Text-to-region grounding data:

++++++++

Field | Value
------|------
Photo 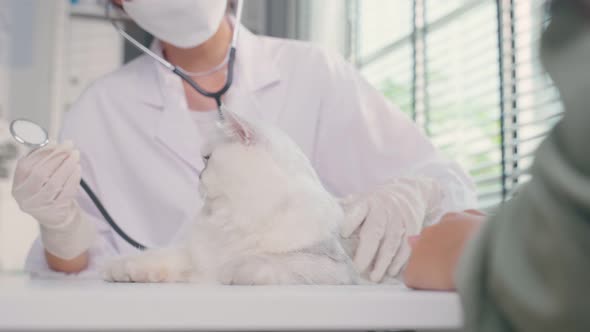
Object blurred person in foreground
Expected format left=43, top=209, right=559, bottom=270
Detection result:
left=404, top=0, right=590, bottom=331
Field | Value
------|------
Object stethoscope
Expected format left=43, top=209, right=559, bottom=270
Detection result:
left=106, top=1, right=244, bottom=121
left=9, top=119, right=146, bottom=249
left=9, top=1, right=244, bottom=251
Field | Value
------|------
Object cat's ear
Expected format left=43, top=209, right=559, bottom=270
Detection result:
left=220, top=110, right=256, bottom=145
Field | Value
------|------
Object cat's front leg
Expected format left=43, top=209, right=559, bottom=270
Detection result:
left=102, top=247, right=192, bottom=283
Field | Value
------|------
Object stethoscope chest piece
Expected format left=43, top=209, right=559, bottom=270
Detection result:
left=10, top=119, right=49, bottom=150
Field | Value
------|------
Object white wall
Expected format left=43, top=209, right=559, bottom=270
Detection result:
left=0, top=0, right=123, bottom=272
left=241, top=0, right=268, bottom=35
left=0, top=0, right=69, bottom=272
left=0, top=1, right=8, bottom=121
left=8, top=0, right=66, bottom=132
left=298, top=0, right=349, bottom=56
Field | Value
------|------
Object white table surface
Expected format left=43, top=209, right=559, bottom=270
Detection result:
left=0, top=273, right=463, bottom=331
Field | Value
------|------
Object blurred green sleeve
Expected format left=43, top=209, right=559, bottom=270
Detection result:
left=456, top=2, right=590, bottom=331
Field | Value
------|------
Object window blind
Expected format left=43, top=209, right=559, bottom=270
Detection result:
left=353, top=0, right=562, bottom=209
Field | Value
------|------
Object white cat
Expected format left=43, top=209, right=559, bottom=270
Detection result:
left=102, top=111, right=359, bottom=285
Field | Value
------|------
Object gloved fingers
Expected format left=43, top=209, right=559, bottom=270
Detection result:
left=353, top=200, right=387, bottom=273
left=46, top=150, right=80, bottom=199
left=31, top=143, right=77, bottom=185
left=18, top=152, right=80, bottom=208
left=54, top=162, right=81, bottom=202
left=15, top=149, right=73, bottom=196
left=387, top=240, right=412, bottom=277
left=393, top=193, right=425, bottom=235
left=340, top=199, right=369, bottom=238
left=370, top=221, right=404, bottom=283
left=15, top=143, right=75, bottom=195
left=19, top=141, right=74, bottom=174
left=13, top=143, right=58, bottom=186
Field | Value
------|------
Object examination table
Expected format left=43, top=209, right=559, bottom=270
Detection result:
left=0, top=273, right=462, bottom=331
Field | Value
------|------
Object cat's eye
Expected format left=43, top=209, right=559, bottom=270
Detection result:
left=202, top=154, right=211, bottom=163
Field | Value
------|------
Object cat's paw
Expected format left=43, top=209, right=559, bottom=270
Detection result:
left=102, top=250, right=192, bottom=283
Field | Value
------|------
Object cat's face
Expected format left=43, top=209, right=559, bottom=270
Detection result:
left=197, top=111, right=344, bottom=252
left=198, top=111, right=323, bottom=224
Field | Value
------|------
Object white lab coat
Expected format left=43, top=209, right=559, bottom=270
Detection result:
left=25, top=26, right=477, bottom=276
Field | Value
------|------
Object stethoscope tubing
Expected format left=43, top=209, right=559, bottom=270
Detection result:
left=106, top=1, right=243, bottom=119
left=87, top=1, right=243, bottom=250
left=172, top=47, right=237, bottom=117
left=80, top=179, right=147, bottom=250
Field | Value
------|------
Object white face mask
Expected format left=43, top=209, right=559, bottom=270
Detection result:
left=122, top=0, right=227, bottom=48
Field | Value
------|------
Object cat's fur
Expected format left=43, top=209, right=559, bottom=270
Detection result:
left=103, top=111, right=358, bottom=285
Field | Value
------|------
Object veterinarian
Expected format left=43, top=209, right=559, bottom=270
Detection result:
left=404, top=1, right=590, bottom=330
left=12, top=0, right=477, bottom=280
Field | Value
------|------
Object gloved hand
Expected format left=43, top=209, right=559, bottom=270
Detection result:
left=340, top=177, right=443, bottom=282
left=12, top=141, right=96, bottom=259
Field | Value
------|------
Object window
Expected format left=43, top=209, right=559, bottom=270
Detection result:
left=352, top=0, right=561, bottom=209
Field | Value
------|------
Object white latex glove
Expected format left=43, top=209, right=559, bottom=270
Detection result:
left=12, top=141, right=96, bottom=259
left=340, top=177, right=443, bottom=283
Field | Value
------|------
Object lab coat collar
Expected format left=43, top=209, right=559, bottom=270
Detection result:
left=149, top=40, right=204, bottom=171
left=141, top=21, right=279, bottom=171
left=156, top=78, right=206, bottom=172
left=138, top=21, right=281, bottom=108
left=234, top=22, right=281, bottom=92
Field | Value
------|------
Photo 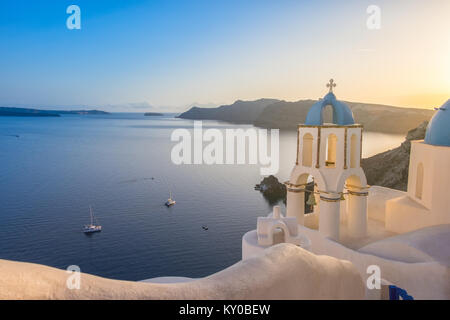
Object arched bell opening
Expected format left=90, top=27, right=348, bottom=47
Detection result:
left=325, top=133, right=337, bottom=168
left=302, top=133, right=314, bottom=167
left=350, top=134, right=358, bottom=168
left=286, top=173, right=320, bottom=229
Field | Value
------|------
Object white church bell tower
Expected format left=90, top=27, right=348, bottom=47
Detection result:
left=286, top=80, right=368, bottom=241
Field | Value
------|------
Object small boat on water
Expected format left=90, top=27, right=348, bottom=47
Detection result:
left=165, top=191, right=176, bottom=207
left=202, top=225, right=208, bottom=231
left=83, top=206, right=102, bottom=233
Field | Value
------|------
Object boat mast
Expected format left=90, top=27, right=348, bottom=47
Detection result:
left=89, top=206, right=94, bottom=225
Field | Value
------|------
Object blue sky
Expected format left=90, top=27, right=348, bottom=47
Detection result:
left=0, top=0, right=449, bottom=111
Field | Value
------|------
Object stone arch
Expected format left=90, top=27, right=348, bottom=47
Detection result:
left=344, top=174, right=363, bottom=189
left=289, top=166, right=327, bottom=191
left=287, top=169, right=326, bottom=226
left=415, top=163, right=424, bottom=199
left=294, top=172, right=313, bottom=186
left=302, top=133, right=313, bottom=167
left=270, top=222, right=289, bottom=244
left=336, top=169, right=367, bottom=193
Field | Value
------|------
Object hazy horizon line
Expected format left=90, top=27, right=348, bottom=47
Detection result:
left=2, top=94, right=447, bottom=113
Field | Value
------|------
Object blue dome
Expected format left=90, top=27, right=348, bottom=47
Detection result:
left=424, top=99, right=450, bottom=147
left=305, top=92, right=355, bottom=126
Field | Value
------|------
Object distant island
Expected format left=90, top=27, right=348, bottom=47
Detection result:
left=144, top=112, right=163, bottom=116
left=178, top=99, right=434, bottom=134
left=0, top=107, right=109, bottom=117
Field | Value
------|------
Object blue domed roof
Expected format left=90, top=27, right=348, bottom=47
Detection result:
left=424, top=99, right=450, bottom=147
left=305, top=91, right=355, bottom=126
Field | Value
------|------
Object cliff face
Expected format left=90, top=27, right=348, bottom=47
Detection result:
left=178, top=99, right=433, bottom=134
left=255, top=100, right=433, bottom=134
left=361, top=121, right=428, bottom=191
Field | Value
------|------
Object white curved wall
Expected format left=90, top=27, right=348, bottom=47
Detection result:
left=0, top=244, right=364, bottom=300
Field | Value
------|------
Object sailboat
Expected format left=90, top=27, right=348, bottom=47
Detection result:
left=165, top=191, right=176, bottom=207
left=83, top=205, right=102, bottom=233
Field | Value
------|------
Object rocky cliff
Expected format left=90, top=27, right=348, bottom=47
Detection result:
left=361, top=121, right=428, bottom=191
left=177, top=99, right=279, bottom=124
left=257, top=175, right=314, bottom=213
left=255, top=100, right=432, bottom=134
left=257, top=175, right=287, bottom=205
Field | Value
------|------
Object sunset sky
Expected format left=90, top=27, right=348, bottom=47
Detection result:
left=0, top=0, right=448, bottom=111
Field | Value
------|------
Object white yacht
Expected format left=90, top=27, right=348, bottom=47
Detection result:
left=165, top=191, right=176, bottom=207
left=83, top=206, right=102, bottom=233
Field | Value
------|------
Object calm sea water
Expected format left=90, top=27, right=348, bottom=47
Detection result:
left=0, top=114, right=404, bottom=281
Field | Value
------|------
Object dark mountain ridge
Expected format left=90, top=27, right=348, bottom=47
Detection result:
left=178, top=99, right=434, bottom=134
left=177, top=98, right=279, bottom=124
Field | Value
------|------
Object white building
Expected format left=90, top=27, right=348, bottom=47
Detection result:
left=386, top=99, right=450, bottom=233
left=242, top=81, right=450, bottom=299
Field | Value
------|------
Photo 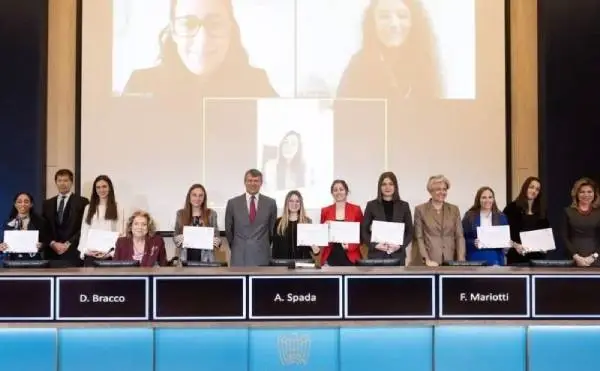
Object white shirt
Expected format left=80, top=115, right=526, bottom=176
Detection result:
left=56, top=192, right=72, bottom=211
left=78, top=204, right=125, bottom=258
left=246, top=193, right=259, bottom=213
left=480, top=211, right=493, bottom=227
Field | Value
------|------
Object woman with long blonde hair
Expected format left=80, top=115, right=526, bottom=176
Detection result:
left=271, top=190, right=320, bottom=261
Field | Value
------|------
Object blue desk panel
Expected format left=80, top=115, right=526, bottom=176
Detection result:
left=529, top=326, right=600, bottom=371
left=0, top=328, right=57, bottom=371
left=5, top=325, right=600, bottom=371
left=58, top=328, right=154, bottom=371
left=340, top=327, right=433, bottom=371
left=249, top=328, right=339, bottom=371
left=434, top=326, right=526, bottom=371
left=155, top=328, right=249, bottom=371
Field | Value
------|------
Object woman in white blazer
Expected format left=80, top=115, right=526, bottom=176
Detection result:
left=78, top=175, right=125, bottom=265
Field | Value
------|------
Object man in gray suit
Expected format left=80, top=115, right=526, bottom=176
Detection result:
left=225, top=169, right=277, bottom=266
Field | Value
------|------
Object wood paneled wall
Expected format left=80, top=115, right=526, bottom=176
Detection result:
left=509, top=0, right=538, bottom=195
left=47, top=0, right=77, bottom=195
left=46, top=0, right=538, bottom=197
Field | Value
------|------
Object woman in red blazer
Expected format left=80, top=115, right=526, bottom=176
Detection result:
left=114, top=210, right=167, bottom=267
left=320, top=179, right=364, bottom=265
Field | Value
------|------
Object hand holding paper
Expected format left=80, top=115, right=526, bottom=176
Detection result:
left=519, top=228, right=556, bottom=252
left=86, top=229, right=119, bottom=253
left=297, top=223, right=328, bottom=246
left=183, top=226, right=214, bottom=250
left=370, top=220, right=405, bottom=245
left=328, top=221, right=360, bottom=244
left=4, top=230, right=39, bottom=253
left=476, top=225, right=511, bottom=248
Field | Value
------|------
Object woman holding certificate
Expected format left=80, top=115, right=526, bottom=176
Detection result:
left=362, top=172, right=413, bottom=264
left=503, top=177, right=550, bottom=265
left=462, top=187, right=508, bottom=266
left=320, top=180, right=364, bottom=266
left=272, top=190, right=320, bottom=262
left=0, top=192, right=48, bottom=262
left=413, top=175, right=465, bottom=266
left=562, top=177, right=600, bottom=267
left=173, top=184, right=221, bottom=263
left=78, top=175, right=125, bottom=266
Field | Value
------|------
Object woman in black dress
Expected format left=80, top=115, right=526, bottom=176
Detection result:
left=271, top=190, right=320, bottom=262
left=562, top=177, right=600, bottom=267
left=503, top=176, right=550, bottom=265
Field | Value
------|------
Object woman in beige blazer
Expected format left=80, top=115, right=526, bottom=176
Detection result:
left=412, top=175, right=465, bottom=266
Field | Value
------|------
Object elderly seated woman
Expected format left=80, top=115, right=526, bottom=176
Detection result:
left=114, top=210, right=167, bottom=267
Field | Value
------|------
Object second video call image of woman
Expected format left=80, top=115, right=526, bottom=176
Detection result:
left=201, top=98, right=387, bottom=214
left=112, top=0, right=475, bottom=100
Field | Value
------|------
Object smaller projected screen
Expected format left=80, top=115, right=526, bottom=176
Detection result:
left=203, top=98, right=386, bottom=218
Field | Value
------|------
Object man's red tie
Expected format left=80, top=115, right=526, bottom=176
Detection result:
left=249, top=195, right=257, bottom=223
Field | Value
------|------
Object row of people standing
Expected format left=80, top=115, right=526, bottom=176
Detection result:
left=268, top=172, right=550, bottom=267
left=267, top=174, right=599, bottom=268
left=0, top=170, right=168, bottom=267
left=1, top=168, right=598, bottom=268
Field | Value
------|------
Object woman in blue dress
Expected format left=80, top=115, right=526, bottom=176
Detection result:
left=462, top=186, right=508, bottom=266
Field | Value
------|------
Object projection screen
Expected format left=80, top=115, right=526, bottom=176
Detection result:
left=80, top=0, right=508, bottom=231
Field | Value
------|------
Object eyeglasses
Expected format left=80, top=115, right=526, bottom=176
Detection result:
left=171, top=15, right=229, bottom=38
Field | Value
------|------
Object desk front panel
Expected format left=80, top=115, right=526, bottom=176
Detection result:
left=0, top=267, right=598, bottom=322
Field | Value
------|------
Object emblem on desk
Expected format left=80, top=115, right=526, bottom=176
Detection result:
left=278, top=333, right=311, bottom=366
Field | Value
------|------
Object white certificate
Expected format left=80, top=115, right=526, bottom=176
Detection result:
left=4, top=230, right=38, bottom=253
left=520, top=228, right=556, bottom=252
left=297, top=223, right=329, bottom=246
left=183, top=226, right=214, bottom=250
left=476, top=225, right=511, bottom=248
left=86, top=229, right=119, bottom=253
left=370, top=221, right=405, bottom=245
left=328, top=221, right=360, bottom=244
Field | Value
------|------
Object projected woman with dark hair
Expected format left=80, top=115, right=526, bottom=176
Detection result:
left=123, top=0, right=276, bottom=98
left=263, top=131, right=307, bottom=192
left=337, top=0, right=441, bottom=99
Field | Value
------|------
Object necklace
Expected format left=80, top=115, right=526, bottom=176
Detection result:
left=577, top=206, right=593, bottom=216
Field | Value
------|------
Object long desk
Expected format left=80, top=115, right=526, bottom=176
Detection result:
left=1, top=266, right=598, bottom=323
left=1, top=267, right=600, bottom=370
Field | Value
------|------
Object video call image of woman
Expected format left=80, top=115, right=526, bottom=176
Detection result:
left=337, top=0, right=441, bottom=99
left=262, top=130, right=308, bottom=192
left=122, top=0, right=277, bottom=99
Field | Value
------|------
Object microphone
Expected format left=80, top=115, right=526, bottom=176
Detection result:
left=286, top=260, right=319, bottom=269
left=296, top=261, right=319, bottom=269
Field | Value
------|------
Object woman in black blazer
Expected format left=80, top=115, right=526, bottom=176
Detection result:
left=0, top=192, right=49, bottom=262
left=503, top=176, right=550, bottom=265
left=271, top=190, right=320, bottom=263
left=362, top=172, right=413, bottom=264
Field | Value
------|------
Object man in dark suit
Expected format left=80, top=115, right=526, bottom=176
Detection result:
left=42, top=169, right=89, bottom=267
left=225, top=169, right=277, bottom=266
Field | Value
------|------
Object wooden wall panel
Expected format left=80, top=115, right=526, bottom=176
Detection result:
left=46, top=0, right=77, bottom=195
left=509, top=0, right=539, bottom=195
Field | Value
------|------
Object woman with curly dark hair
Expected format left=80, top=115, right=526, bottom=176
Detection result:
left=337, top=0, right=441, bottom=99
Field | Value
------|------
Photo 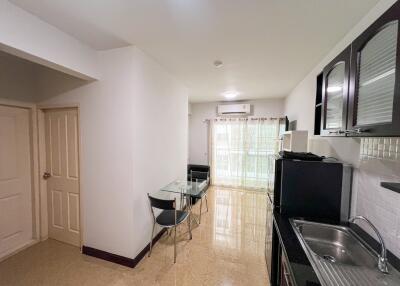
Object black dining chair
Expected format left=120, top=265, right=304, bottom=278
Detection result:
left=147, top=194, right=192, bottom=263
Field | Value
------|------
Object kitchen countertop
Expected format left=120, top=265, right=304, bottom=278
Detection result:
left=273, top=211, right=322, bottom=286
left=273, top=211, right=400, bottom=286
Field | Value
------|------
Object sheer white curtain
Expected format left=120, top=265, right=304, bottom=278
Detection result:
left=210, top=117, right=283, bottom=190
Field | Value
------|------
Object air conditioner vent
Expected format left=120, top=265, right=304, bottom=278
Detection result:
left=217, top=104, right=251, bottom=115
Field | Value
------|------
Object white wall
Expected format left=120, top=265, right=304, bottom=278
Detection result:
left=0, top=50, right=87, bottom=103
left=0, top=1, right=187, bottom=260
left=39, top=46, right=188, bottom=258
left=0, top=0, right=99, bottom=80
left=130, top=48, right=188, bottom=256
left=0, top=51, right=38, bottom=102
left=284, top=0, right=400, bottom=257
left=189, top=98, right=284, bottom=165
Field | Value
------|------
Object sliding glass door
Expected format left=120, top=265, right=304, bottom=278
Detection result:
left=211, top=118, right=283, bottom=190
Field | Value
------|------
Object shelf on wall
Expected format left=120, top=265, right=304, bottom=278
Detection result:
left=381, top=182, right=400, bottom=194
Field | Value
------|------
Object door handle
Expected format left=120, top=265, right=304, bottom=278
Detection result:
left=43, top=172, right=51, bottom=180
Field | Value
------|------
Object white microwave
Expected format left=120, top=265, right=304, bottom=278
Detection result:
left=280, top=130, right=308, bottom=152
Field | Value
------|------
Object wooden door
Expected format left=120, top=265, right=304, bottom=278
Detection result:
left=44, top=108, right=80, bottom=246
left=0, top=105, right=33, bottom=259
left=280, top=252, right=294, bottom=286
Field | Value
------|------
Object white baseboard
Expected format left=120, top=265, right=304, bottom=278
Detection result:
left=0, top=239, right=39, bottom=263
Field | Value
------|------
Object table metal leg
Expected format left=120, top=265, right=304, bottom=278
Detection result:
left=186, top=194, right=198, bottom=226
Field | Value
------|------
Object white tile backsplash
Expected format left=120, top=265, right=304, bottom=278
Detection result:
left=354, top=137, right=400, bottom=258
left=360, top=137, right=400, bottom=160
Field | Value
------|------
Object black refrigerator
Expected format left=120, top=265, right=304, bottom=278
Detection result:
left=273, top=157, right=352, bottom=222
left=265, top=157, right=352, bottom=285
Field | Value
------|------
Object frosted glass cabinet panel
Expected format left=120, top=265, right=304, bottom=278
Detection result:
left=348, top=1, right=400, bottom=136
left=317, top=1, right=400, bottom=137
left=356, top=21, right=397, bottom=126
left=326, top=63, right=345, bottom=129
left=321, top=47, right=350, bottom=136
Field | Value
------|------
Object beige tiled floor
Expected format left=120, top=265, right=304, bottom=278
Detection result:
left=0, top=187, right=269, bottom=286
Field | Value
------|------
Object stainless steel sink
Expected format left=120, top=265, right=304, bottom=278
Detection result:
left=294, top=220, right=376, bottom=267
left=291, top=219, right=400, bottom=286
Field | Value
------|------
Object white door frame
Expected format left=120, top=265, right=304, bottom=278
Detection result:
left=37, top=103, right=83, bottom=248
left=0, top=99, right=40, bottom=261
left=0, top=100, right=83, bottom=256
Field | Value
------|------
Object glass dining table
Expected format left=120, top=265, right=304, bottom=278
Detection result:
left=156, top=179, right=208, bottom=212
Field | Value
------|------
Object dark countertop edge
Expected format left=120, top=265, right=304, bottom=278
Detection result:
left=381, top=182, right=400, bottom=194
left=273, top=213, right=400, bottom=286
left=267, top=192, right=273, bottom=204
left=273, top=212, right=322, bottom=286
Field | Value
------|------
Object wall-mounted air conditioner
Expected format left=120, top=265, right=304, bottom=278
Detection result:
left=217, top=104, right=251, bottom=115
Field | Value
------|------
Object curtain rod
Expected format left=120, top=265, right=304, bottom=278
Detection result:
left=202, top=117, right=286, bottom=123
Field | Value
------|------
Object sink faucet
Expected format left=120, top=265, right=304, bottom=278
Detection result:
left=350, top=216, right=389, bottom=274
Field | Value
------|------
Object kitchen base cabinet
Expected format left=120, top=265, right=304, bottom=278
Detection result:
left=269, top=221, right=295, bottom=286
left=280, top=251, right=295, bottom=286
left=265, top=194, right=274, bottom=281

++++++++

List every line above containing the word "table".

Finished task:
Object white table surface
Object examination table
Object table metal leg
Object glass dining table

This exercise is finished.